» **GIVEN INSTRUCTION**:
Rewrite each line of the items below as a numbered list, dropping any blank lines and leaving out the pictures.
--- start ENTRIES ---
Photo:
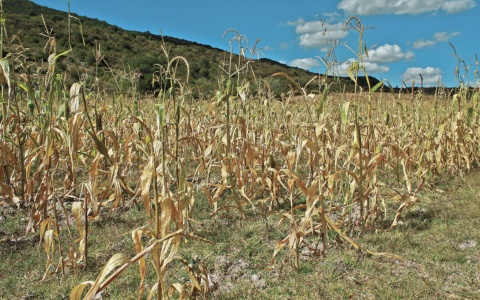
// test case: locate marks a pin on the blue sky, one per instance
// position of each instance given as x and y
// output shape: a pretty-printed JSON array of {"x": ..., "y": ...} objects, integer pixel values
[{"x": 409, "y": 37}]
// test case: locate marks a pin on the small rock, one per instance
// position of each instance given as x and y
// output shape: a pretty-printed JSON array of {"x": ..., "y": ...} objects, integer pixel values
[{"x": 468, "y": 244}]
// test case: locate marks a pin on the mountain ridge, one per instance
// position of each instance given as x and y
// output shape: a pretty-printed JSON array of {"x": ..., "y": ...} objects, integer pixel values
[{"x": 35, "y": 25}]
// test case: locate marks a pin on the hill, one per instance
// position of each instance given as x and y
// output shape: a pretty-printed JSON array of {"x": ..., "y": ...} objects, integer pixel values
[{"x": 41, "y": 30}]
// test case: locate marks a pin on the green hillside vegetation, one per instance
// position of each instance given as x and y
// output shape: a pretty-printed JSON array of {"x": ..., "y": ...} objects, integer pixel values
[{"x": 124, "y": 52}]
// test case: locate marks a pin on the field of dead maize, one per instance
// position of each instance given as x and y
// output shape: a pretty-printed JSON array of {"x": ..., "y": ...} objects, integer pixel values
[{"x": 329, "y": 168}]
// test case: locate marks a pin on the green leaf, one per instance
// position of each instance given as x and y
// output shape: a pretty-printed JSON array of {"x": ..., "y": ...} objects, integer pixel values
[{"x": 376, "y": 87}]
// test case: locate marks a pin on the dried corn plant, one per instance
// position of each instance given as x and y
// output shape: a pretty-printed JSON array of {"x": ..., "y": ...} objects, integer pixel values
[{"x": 334, "y": 164}]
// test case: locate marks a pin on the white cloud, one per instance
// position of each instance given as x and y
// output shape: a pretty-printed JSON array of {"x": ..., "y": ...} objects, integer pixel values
[
  {"x": 284, "y": 45},
  {"x": 445, "y": 36},
  {"x": 318, "y": 34},
  {"x": 422, "y": 43},
  {"x": 430, "y": 75},
  {"x": 371, "y": 67},
  {"x": 402, "y": 7},
  {"x": 304, "y": 63},
  {"x": 437, "y": 37},
  {"x": 388, "y": 53}
]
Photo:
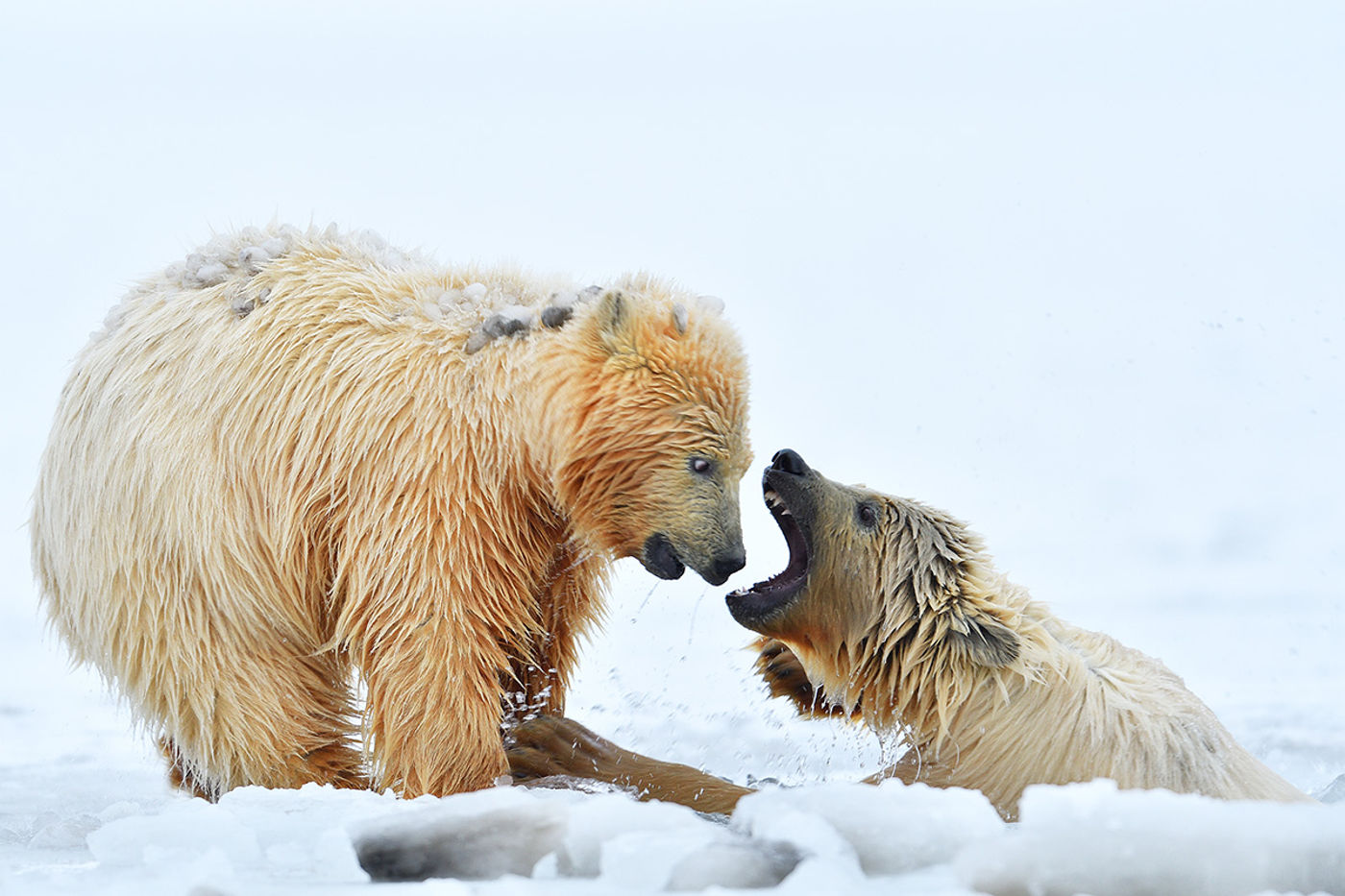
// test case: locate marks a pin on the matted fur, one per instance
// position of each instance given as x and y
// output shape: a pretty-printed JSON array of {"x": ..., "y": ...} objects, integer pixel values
--- end ENTRIES ---
» **COMPLETED TASK**:
1. Photo:
2. // test case: locate marks a pin on the blue sky, one per instance
3. // position of each instance given as x and y
4. // output shape: a pretty-printed JSON array of {"x": ..., "y": ...} objects, integer pixel values
5. [{"x": 409, "y": 37}]
6. // test case: locate marks a pin on the small rock, one per instance
7. // position of each instance given as x and y
8. // output shape: a pretty-printed JSON array of {"x": ..., "y": ...} objects, integer pixel values
9. [{"x": 468, "y": 244}]
10. // test case: locate marks a pin on the mountain ridge, one per instance
11. // position of each instance given as x and y
12. // output shape: a pretty-printed JSON array of {"x": ..., "y": ...} objects, integer pixel values
13. [{"x": 35, "y": 25}]
14. // test case: locate marks a pin on the hill, one per instance
15. // position of each instance given as x and y
16. // output shape: a pretty-printed JSON array of {"x": ..., "y": ...} objects, integer pixel values
17. [{"x": 41, "y": 30}]
18. // test case: locate marks a pin on the green hillside vegetation, one per instance
19. // position of each instance given as x and y
20. // output shape: a pretty-printed JSON array of {"x": ..., "y": ...} objects, integer pixel values
21. [{"x": 124, "y": 52}]
22. // test case: locate marks a pin on the field of dead maize, one per instance
23. // position of each instance given as x and y
24. // output shape: a pretty-printed JSON array of {"x": ..., "y": ...} objects, integer pixel values
25. [{"x": 329, "y": 168}]
26. // test case: locate marks a pin on the green leaf, one per instance
27. // position of each instance given as x and y
28. // output shape: a pretty-printed JSON array of {"x": ..., "y": ...} objects, integer pixel values
29. [{"x": 376, "y": 87}]
30. // test case: locate marks a pin on the dried corn plant, one per instance
31. // position of each instance given as x and y
32. // output shape: a pretty-printed JSON array of {"x": ..., "y": ...} objects, integer pixel values
33. [{"x": 334, "y": 164}]
34. // test case: locate marks a pin on the white cloud, one per instance
35. // position of each instance given as x and y
36. // output shape: a pretty-printed JSON array of {"x": ..., "y": ...} objects, integer pixel values
37. [
38.   {"x": 284, "y": 45},
39.   {"x": 445, "y": 36},
40.   {"x": 318, "y": 34},
41.   {"x": 422, "y": 43},
42.   {"x": 430, "y": 75},
43.   {"x": 371, "y": 67},
44.   {"x": 402, "y": 7},
45.   {"x": 304, "y": 63},
46.   {"x": 437, "y": 37},
47.   {"x": 388, "y": 53}
48. ]
49. Photo:
50. // test case: locate marks a pin on the matted fur, one per instance
51. // position of each instance given as x and y
52. // output shape: a pretty-printed JSON array of {"x": ..., "y": ...} objects, integer pixel values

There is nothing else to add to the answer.